### Data supplied ###

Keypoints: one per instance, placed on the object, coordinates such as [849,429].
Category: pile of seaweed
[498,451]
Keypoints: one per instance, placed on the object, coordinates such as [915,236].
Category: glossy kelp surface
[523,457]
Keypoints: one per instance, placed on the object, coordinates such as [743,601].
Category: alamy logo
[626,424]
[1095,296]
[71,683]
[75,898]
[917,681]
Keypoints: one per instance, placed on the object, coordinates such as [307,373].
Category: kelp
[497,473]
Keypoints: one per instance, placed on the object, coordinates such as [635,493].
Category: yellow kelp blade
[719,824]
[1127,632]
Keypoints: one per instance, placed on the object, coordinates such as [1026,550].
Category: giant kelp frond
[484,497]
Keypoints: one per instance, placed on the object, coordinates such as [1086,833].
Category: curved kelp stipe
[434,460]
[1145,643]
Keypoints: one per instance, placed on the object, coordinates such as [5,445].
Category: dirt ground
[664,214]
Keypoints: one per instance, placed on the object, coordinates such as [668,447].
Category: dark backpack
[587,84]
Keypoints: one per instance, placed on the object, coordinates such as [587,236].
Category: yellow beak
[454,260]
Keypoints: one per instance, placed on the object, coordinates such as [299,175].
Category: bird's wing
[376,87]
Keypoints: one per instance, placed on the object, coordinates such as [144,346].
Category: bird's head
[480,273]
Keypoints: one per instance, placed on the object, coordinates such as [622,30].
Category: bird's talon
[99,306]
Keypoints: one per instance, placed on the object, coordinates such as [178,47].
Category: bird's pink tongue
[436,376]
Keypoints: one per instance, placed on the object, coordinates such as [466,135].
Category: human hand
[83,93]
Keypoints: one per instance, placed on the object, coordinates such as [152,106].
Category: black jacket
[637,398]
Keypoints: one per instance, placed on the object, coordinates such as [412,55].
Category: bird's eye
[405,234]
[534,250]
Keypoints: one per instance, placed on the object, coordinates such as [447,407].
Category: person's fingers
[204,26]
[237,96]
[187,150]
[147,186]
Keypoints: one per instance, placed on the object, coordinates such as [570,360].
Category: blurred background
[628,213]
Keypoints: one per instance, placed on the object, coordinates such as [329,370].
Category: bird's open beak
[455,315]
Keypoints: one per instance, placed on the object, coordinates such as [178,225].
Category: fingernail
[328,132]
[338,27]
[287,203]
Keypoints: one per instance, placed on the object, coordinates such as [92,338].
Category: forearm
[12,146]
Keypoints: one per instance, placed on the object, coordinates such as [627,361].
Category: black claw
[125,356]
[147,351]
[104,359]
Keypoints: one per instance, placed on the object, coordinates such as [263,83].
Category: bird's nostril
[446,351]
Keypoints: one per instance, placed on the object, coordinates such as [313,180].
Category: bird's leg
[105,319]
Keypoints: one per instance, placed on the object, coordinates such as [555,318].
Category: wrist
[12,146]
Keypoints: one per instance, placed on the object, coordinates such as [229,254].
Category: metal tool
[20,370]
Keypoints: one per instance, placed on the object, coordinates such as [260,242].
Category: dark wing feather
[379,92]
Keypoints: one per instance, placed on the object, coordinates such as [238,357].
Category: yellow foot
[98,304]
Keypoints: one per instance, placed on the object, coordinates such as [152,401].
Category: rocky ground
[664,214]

###

▶ Problem
Repeat the material above in full, quoting it exactly.

▶ Output of the task
Keypoints: one per instance, placed on the object, coordinates such as [849,429].
Category: pile of seaweed
[498,451]
Keypoints: one per instance, placed on the object, coordinates such as [915,236].
Category: glossy kelp surface
[523,457]
Keypoints: one per instance, placed on the object, coordinates such as [743,601].
Category: alamy logo
[626,424]
[1095,296]
[71,683]
[75,898]
[917,681]
Keypoints: one per instance, placed on the object, coordinates such as [307,373].
Category: kelp
[497,473]
Keypoints: one per instance, placed on the object, coordinates such as [635,493].
Category: yellow kelp blade
[719,824]
[1127,632]
Keypoints: one per instance, placed on the object, coordinates such as [1026,550].
Category: giant kelp frond
[484,497]
Keypoints: one per instance, placed on the object, coordinates such as [1086,833].
Category: curved kelp stipe
[434,460]
[1145,643]
Keypoints: one per instance, placed on the object, coordinates such as [5,445].
Category: dirt ground
[664,214]
Keypoints: one per instance, placed on the object, coordinates such as [668,447].
Category: dark backpack
[587,84]
Keypoints: one per instance, placed on the object, coordinates such as [587,236].
Category: yellow beak
[454,260]
Keypoints: one per instance, placed on the object, coordinates such as [299,175].
Category: bird's wing
[376,87]
Keypoints: one per instance, placed on the object, coordinates such as [144,346].
Category: bird's head
[480,273]
Keypoints: one per instance, placed on the object, coordinates such as [622,30].
Category: bird's talon
[99,306]
Keypoints: one per instance, placed on the object, coordinates such as [178,47].
Category: bird's pink tongue
[436,376]
Keypoints: one per instance, placed on the object, coordinates such as [466,135].
Category: human hand
[83,93]
Keypoints: one per instance, placed on the object, coordinates such as [152,106].
Category: black jacket
[637,398]
Keypoints: one per instance, placed on the object, coordinates such as [412,55].
Category: bird's eye
[405,234]
[534,250]
Keypoints: one per instance, placed on the object, coordinates such as [447,407].
Category: person's fingers
[204,26]
[237,96]
[187,150]
[147,186]
Keypoints: one per instance, placed on the object, coordinates such as [570,360].
Category: blurred background
[628,213]
Keypoints: one per instance, placed on the object, coordinates such as [329,370].
Category: bird's open beak
[455,315]
Keypoints: one per instance, placed on the object, coordinates such as [178,225].
Category: fingernail
[328,132]
[338,27]
[287,203]
Keypoints: one per instance, placed on the object, coordinates such as [92,338].
Category: forearm
[12,146]
Keypoints: one per instance, placed on the object, coordinates such as [627,361].
Category: black claw
[125,356]
[147,351]
[104,359]
Keypoints: one per instance, placed on the object, coordinates such as [263,83].
Category: bird's nostril
[446,351]
Keypoints: one per instance, placed on the object, coordinates such as [313,180].
Category: bird's leg
[105,319]
Keypoints: one per instance, placed on the object, coordinates such as [555,318].
Category: wrist
[12,146]
Keypoints: one per instance, placed on the object, coordinates such as [229,254].
Category: metal tool
[20,370]
Keypoints: one per instance, placed on the object, coordinates such as [260,242].
Category: dark wing feather
[379,92]
Keypoints: one per instance, placed on the object, coordinates such as [238,357].
Category: yellow foot
[98,304]
Keypoints: one per instance, placed on the object, coordinates such as [152,401].
Category: rocky ground
[664,214]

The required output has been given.